-------- Excerpt to read --------

Kelly Michael Halliburton (born January 17, 1971) is an American bassist and drummer. He has been involved in bands including Pierced Arrows, Dead Moon, Detestation, Defiance, and Jenny Don't and the Spurs.

==Musical career==
Kelly Halliburton began his musical career in the late '80s in Portland, Oregon, joining several bands associated with the anarcho-punk scene, including Resist, Defiance, Deprived, and Detestation. His involvement reflected a dissatisfaction with the late-'80s Portland music scene, particularly the fusion of punk with heavy metal and funk metal

In 1992, Resist embarked on their first European tour.

In 1995 Halliburton founded Detestation, an American hardcore punk/crust band with female vocals. The band disbanded around 1998. Halliburton decided to settle in Germany at the conclusion of a European tour with band Detestation.

While living in Germany Halliburton joined Cluster Bomb Unit as a bass player, later transitioning to guitar, and also played drums in the German band Murder Disco X. His residency was primarily in Ludwigsburg during this period. Additionally, Halliburton was a member of the hardcore band Severed Head Of State. Despite the band members living in various places throughout the US, they frequently flew to meet each other for recording and touring.

March 2007, following the disbandment of Dead Moon, Fred and Toody Cole approached Halliburton, offering him the position of drummer in their new project, Pierced Arrows. Despite primarily being a bass player with limited drumming experience, he accepted the offer. Pierced Arrows released two full-length albums and five singles and toured extensively until Fred's health began to decline around 2016.

In an attempt to deviate away from the musical styles of the more hardcore - anarcho punk from his earlier previous projects, Halliburton started P.R.O.B.L.E.M.S. in 2009. Notable members include Dean Johnson (Poison Idea), Everclear percussionist Brian Lehfeldt, Wiper's drummer Sam Henry, Wade Murff, who later drummed in American horror punk band Doyle, and former child actor Jonny P. Jewells.

P.R.O.B.L.E.M.S disbanded when Jewells committed suicide January 1, 2018.

In 2011, Halliburton and partner, Jenny Don't, formed the western band Jenny Don't and the Spurs. They enlisted drummer Sam Henry, originally of the Wipers.

-------- Study material --------

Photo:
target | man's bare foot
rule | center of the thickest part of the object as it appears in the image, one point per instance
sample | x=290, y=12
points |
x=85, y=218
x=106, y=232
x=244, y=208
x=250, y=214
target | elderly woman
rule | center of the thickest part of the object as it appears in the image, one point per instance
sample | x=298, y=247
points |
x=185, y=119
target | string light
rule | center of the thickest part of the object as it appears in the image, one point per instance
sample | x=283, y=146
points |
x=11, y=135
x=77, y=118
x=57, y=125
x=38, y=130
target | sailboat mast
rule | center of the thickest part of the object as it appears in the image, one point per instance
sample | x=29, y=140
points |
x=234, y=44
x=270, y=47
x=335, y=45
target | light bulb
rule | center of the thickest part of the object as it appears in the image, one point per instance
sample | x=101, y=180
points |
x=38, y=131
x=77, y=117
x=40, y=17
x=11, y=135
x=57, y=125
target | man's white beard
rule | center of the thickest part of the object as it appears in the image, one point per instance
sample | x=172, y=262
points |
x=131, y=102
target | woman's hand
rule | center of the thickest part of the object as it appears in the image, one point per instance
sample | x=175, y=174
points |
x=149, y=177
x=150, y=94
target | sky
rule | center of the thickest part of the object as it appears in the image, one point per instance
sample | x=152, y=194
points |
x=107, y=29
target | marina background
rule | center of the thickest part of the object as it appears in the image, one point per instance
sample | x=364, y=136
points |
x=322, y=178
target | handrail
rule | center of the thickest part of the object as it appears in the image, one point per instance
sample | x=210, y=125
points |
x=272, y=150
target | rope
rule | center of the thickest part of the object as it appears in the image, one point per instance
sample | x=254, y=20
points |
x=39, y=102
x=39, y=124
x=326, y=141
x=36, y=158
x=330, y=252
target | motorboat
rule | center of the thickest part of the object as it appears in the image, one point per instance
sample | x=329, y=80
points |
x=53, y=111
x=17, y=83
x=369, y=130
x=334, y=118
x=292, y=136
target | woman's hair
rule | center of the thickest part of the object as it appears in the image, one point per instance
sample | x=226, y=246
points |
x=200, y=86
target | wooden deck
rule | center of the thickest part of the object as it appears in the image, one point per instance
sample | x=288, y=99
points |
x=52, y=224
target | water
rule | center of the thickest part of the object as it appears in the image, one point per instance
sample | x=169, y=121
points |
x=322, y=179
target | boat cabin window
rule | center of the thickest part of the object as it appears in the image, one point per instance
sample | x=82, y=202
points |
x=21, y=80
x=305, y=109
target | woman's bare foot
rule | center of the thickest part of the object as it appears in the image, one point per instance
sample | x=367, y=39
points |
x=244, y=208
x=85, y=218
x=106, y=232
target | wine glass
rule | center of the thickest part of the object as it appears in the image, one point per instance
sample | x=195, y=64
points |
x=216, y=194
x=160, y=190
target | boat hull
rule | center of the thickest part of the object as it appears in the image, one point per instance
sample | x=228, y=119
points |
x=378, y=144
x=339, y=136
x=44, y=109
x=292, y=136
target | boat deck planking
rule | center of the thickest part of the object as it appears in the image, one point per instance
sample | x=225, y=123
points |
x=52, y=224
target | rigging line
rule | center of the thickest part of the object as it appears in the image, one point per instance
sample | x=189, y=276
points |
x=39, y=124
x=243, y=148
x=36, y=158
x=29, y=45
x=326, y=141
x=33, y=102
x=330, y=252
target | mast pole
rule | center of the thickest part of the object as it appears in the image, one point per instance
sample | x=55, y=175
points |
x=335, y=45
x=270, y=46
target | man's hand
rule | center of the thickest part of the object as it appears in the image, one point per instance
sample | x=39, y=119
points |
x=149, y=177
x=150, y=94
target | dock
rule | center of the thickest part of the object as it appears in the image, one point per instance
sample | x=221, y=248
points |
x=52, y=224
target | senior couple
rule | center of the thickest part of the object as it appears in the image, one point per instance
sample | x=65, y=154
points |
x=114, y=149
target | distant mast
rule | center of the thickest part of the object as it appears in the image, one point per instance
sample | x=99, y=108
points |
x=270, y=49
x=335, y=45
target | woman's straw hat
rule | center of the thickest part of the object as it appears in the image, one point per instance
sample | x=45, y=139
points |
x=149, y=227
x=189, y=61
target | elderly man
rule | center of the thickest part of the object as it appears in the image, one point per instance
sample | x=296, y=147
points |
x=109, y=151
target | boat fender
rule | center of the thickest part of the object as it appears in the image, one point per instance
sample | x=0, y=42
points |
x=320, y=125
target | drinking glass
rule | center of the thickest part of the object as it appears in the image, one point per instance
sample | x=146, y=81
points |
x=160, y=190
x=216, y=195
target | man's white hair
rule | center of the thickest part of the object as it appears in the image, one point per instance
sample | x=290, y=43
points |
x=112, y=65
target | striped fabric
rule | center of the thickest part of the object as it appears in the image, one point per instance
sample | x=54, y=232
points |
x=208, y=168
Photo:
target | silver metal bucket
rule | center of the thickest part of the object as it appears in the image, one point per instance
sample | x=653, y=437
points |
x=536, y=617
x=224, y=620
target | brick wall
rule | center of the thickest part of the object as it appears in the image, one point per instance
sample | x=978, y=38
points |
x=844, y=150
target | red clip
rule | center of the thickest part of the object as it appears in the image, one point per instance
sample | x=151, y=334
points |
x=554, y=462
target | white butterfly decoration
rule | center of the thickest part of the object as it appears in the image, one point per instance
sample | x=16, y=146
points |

--------

_Work task_. In the text on Kelly Halliburton, what band did Fred and Toody Cole ask him to join as drummer in March 2007?

_Your response_. Pierced Arrows